## Instructions for the task
Leave out the images; return the rest of the data exactly.

## Given entries
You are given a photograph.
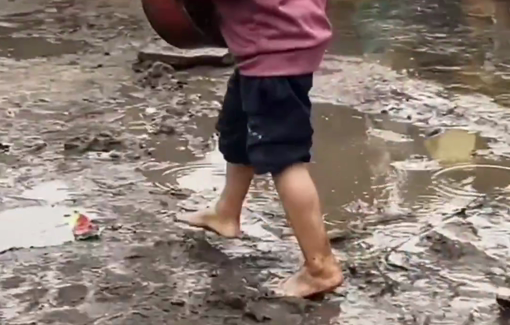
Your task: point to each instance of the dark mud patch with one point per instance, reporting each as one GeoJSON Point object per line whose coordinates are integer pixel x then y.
{"type": "Point", "coordinates": [71, 295]}
{"type": "Point", "coordinates": [24, 48]}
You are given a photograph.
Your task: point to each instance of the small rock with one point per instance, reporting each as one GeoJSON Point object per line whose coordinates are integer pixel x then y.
{"type": "Point", "coordinates": [166, 127]}
{"type": "Point", "coordinates": [503, 298]}
{"type": "Point", "coordinates": [4, 147]}
{"type": "Point", "coordinates": [178, 302]}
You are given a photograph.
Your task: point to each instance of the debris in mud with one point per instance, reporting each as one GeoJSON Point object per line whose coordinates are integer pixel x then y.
{"type": "Point", "coordinates": [83, 228]}
{"type": "Point", "coordinates": [34, 144]}
{"type": "Point", "coordinates": [157, 75]}
{"type": "Point", "coordinates": [164, 126]}
{"type": "Point", "coordinates": [183, 60]}
{"type": "Point", "coordinates": [101, 142]}
{"type": "Point", "coordinates": [4, 147]}
{"type": "Point", "coordinates": [176, 192]}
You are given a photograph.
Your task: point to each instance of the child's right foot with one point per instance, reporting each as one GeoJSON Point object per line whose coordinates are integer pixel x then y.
{"type": "Point", "coordinates": [211, 220]}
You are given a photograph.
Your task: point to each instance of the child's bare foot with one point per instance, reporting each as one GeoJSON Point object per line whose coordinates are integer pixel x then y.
{"type": "Point", "coordinates": [305, 283]}
{"type": "Point", "coordinates": [209, 219]}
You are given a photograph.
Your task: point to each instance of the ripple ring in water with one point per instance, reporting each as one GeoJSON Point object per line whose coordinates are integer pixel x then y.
{"type": "Point", "coordinates": [468, 166]}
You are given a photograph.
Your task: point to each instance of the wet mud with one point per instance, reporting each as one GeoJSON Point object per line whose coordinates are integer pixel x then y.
{"type": "Point", "coordinates": [410, 158]}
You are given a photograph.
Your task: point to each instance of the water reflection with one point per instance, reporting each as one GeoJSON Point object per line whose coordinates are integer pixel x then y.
{"type": "Point", "coordinates": [462, 43]}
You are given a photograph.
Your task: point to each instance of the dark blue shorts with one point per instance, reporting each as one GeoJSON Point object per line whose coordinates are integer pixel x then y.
{"type": "Point", "coordinates": [265, 122]}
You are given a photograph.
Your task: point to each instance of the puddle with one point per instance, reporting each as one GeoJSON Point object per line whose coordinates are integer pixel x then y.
{"type": "Point", "coordinates": [463, 44]}
{"type": "Point", "coordinates": [34, 227]}
{"type": "Point", "coordinates": [37, 226]}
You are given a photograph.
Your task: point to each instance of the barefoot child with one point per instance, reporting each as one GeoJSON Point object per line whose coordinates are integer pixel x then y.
{"type": "Point", "coordinates": [265, 125]}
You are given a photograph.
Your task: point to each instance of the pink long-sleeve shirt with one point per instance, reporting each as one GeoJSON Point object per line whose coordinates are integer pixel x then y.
{"type": "Point", "coordinates": [275, 37]}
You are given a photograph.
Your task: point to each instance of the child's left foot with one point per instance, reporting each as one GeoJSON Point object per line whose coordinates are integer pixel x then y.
{"type": "Point", "coordinates": [306, 284]}
{"type": "Point", "coordinates": [212, 219]}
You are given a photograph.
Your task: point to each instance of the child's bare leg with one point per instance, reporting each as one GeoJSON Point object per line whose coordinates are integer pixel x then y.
{"type": "Point", "coordinates": [225, 217]}
{"type": "Point", "coordinates": [321, 272]}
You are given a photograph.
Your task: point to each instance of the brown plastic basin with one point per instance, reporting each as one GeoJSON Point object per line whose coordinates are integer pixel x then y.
{"type": "Point", "coordinates": [185, 24]}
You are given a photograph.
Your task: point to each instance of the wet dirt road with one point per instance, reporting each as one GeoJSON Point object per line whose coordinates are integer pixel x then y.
{"type": "Point", "coordinates": [411, 160]}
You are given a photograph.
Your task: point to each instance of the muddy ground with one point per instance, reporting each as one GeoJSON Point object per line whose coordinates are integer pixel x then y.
{"type": "Point", "coordinates": [412, 170]}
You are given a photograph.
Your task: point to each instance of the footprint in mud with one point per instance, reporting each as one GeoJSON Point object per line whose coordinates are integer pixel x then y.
{"type": "Point", "coordinates": [71, 295]}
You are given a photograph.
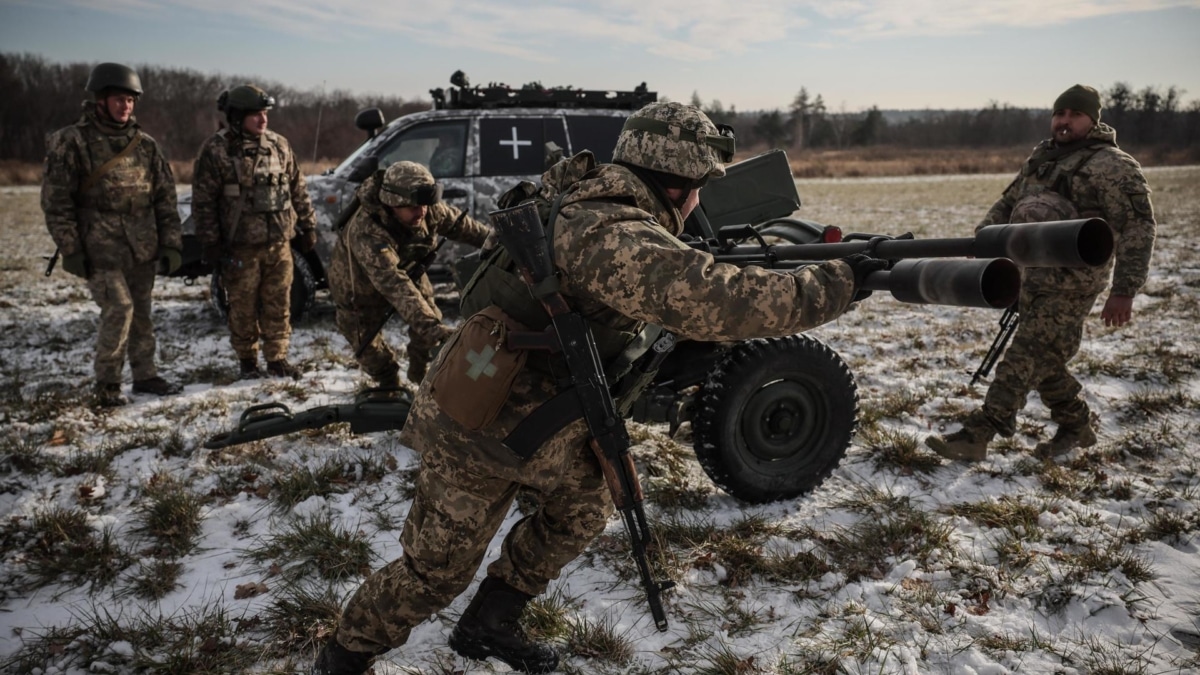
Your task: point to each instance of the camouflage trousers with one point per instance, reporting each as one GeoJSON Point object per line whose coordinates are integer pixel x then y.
{"type": "Point", "coordinates": [1048, 336]}
{"type": "Point", "coordinates": [258, 285]}
{"type": "Point", "coordinates": [378, 360]}
{"type": "Point", "coordinates": [125, 324]}
{"type": "Point", "coordinates": [465, 489]}
{"type": "Point", "coordinates": [425, 333]}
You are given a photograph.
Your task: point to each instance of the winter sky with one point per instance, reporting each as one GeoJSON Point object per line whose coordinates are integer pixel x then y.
{"type": "Point", "coordinates": [753, 54]}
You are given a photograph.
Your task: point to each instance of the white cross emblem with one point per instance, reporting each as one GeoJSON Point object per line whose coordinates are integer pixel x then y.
{"type": "Point", "coordinates": [481, 364]}
{"type": "Point", "coordinates": [515, 143]}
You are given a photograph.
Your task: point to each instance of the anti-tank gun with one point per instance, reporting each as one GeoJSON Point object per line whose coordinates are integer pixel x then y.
{"type": "Point", "coordinates": [773, 417]}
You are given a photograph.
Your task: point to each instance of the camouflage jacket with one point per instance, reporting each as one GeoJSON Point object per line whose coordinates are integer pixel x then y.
{"type": "Point", "coordinates": [622, 264]}
{"type": "Point", "coordinates": [126, 214]}
{"type": "Point", "coordinates": [1101, 180]}
{"type": "Point", "coordinates": [249, 191]}
{"type": "Point", "coordinates": [375, 250]}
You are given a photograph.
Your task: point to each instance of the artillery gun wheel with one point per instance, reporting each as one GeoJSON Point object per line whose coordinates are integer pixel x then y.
{"type": "Point", "coordinates": [774, 417]}
{"type": "Point", "coordinates": [304, 290]}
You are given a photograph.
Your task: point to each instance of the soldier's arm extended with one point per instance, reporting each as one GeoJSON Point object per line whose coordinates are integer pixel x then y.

## Response for this exercise
You are given a photograph.
Your task: point to each instance of the dark mud patch with one point per instance, reporting each as one GeoJSON Point object per line whose coordinates are integer pixel x then y.
{"type": "Point", "coordinates": [71, 295]}
{"type": "Point", "coordinates": [24, 48]}
You are given a photograph.
Your task: point to each instance of the small rock with one point per instance, reporting each as one GeoJSON Point object per line whose coordinates are integer pixel x then y.
{"type": "Point", "coordinates": [166, 127]}
{"type": "Point", "coordinates": [503, 298]}
{"type": "Point", "coordinates": [4, 147]}
{"type": "Point", "coordinates": [178, 302]}
You are given a photograph.
Your task: point to each instance of the debris in mud with one point per instance, reporting each as one GeoJSON Point object per line whose coordinates are integer pixel x then y.
{"type": "Point", "coordinates": [83, 228]}
{"type": "Point", "coordinates": [34, 144]}
{"type": "Point", "coordinates": [157, 75]}
{"type": "Point", "coordinates": [164, 126]}
{"type": "Point", "coordinates": [183, 60]}
{"type": "Point", "coordinates": [101, 142]}
{"type": "Point", "coordinates": [4, 147]}
{"type": "Point", "coordinates": [176, 192]}
You are given a photograph.
Your task: point to each instance of the child's right foot with one point per instance, reporting each as one GeoJSON Point object per line whose coordinates are integer pixel x then y.
{"type": "Point", "coordinates": [211, 220]}
You are given a photograph.
Your task: point to each instance of the child's bare foot with one point per instance, reporting each as one GeoJSON Point object per line whose coordinates are integer pixel x then y.
{"type": "Point", "coordinates": [305, 283]}
{"type": "Point", "coordinates": [209, 219]}
You are given a photograph.
Your task: point to each instance of the ripple ring in water with one point per instance, reporting each as one GeoJSON Point object per line whose coordinates are integer pixel x then y.
{"type": "Point", "coordinates": [468, 166]}
You are given a photograph.
Your task: point to each instance of the wet mud with one point per instance, reporting each as one GeoJSON Point object per line whose coordinates are integer pixel x then y.
{"type": "Point", "coordinates": [410, 158]}
You are given a photograph.
Your task: point to each instance of the water reflection with one point per instance, reporting each as one GeoJSON Point object per line whose coordinates are integer pixel x then y.
{"type": "Point", "coordinates": [462, 43]}
You are given a photograph.
Your task: point to each instance of the dark blue shorts with one point per instance, reporting each as one GeoJSON Point object per line whose coordinates are integer pixel x then y.
{"type": "Point", "coordinates": [265, 122]}
You are given a photograph.
Your task: point to each instance of the puddle with one point per instance, reporting each as one GeoJSON Point object per line whose coordinates are integer pixel x then y.
{"type": "Point", "coordinates": [463, 44]}
{"type": "Point", "coordinates": [34, 227]}
{"type": "Point", "coordinates": [37, 226]}
You are given a photograph.
Your task: point to each instance of the barefoot child with one point per instance, reporting each as one GeoJSON Point object per line whose coordinates are integer pixel x then y.
{"type": "Point", "coordinates": [265, 125]}
You are given a photograph.
Your task: point to each instance of the pink long-sleeve shirt with one point per instance, reporting each as one GeoJSON Point object per line whose coordinates are integer pixel x then y.
{"type": "Point", "coordinates": [275, 37]}
You are given a photograph.
Your task: point to each instance of the child's left foot with one point per instance, reporting each as one GeoJSON Point object per line whose coordinates are integer pixel x then y.
{"type": "Point", "coordinates": [306, 284]}
{"type": "Point", "coordinates": [212, 219]}
You are given a photograph.
Your task: point to each instance of the child's bare leg with one point per instance, reporting each as one GeoJSON Point object per line whose coordinates are integer pixel x then y.
{"type": "Point", "coordinates": [225, 217]}
{"type": "Point", "coordinates": [321, 272]}
You are given a photograph.
Your task: point to each instance of the brown plastic basin with one point per instance, reporting each as one GeoJSON Point object per line whose coordinates are integer pixel x then y.
{"type": "Point", "coordinates": [185, 24]}
You are given a photograph.
Your task: point to each instance of the wet dirt road with one point per instance, reporting each as one GeoJSON Point object per line whose coordinates are integer pixel x then y.
{"type": "Point", "coordinates": [411, 160]}
You are given a photograph.
Your task: point to each instance of the muddy ground with one point per instance, reporting each as one GeoJSON Point object per line whose coordinates are integer pixel x then y.
{"type": "Point", "coordinates": [412, 170]}
You are given a photograph.
Your task: point to each instance of the footprint in mud with one point per instance, reporting each as one GeoJSON Point object per line whose coordinates are integer pixel x then y.
{"type": "Point", "coordinates": [71, 295]}
You are given a photograph.
Your task: point to each instance of the camouflage trousers with one point per instance, reporting each as one GeoJSON Point object per line whose coordinates are integer pixel x then y.
{"type": "Point", "coordinates": [1048, 336]}
{"type": "Point", "coordinates": [258, 285]}
{"type": "Point", "coordinates": [378, 360]}
{"type": "Point", "coordinates": [125, 324]}
{"type": "Point", "coordinates": [465, 489]}
{"type": "Point", "coordinates": [425, 333]}
You are given a photograph.
Your task: point to each instance of the winter sky with one point per instance, reporting each as one GeoJSON Point object per line whose coordinates are integer pixel x then y.
{"type": "Point", "coordinates": [753, 54]}
You are given a photograph.
Your task: point to each instance of the white cross emblem with one point per instance, reporting each as one GeoJSON Point object per line whose coordinates are integer pixel x then y.
{"type": "Point", "coordinates": [481, 364]}
{"type": "Point", "coordinates": [515, 143]}
You are given a photograph.
Your task: point to each instance of the anti-tank gun with one point per instance, reporting each as one GeoJSON Point object per line whose coordinates are integer pixel x then y.
{"type": "Point", "coordinates": [773, 417]}
You are given a photograph.
Your task: point to each instance of the camouflage jacket with one point per instance, reporting each as one GeoJSON Point object per line whose coordinates are integer pixel x then y.
{"type": "Point", "coordinates": [622, 264]}
{"type": "Point", "coordinates": [126, 214]}
{"type": "Point", "coordinates": [1101, 180]}
{"type": "Point", "coordinates": [249, 191]}
{"type": "Point", "coordinates": [375, 250]}
You are given a photograph.
Your task: point to each instance of the artillery gun wheel with one point per instance, reporting each as one GeoJSON Point object per line whose coordinates are integer pixel x then y.
{"type": "Point", "coordinates": [774, 417]}
{"type": "Point", "coordinates": [304, 290]}
You are given a photograph.
Your task: point to each instance of the soldier's arm extended with one point per instance, reporting each as one GeoJSON Point object per line whose coordinates are integer pixel x then y.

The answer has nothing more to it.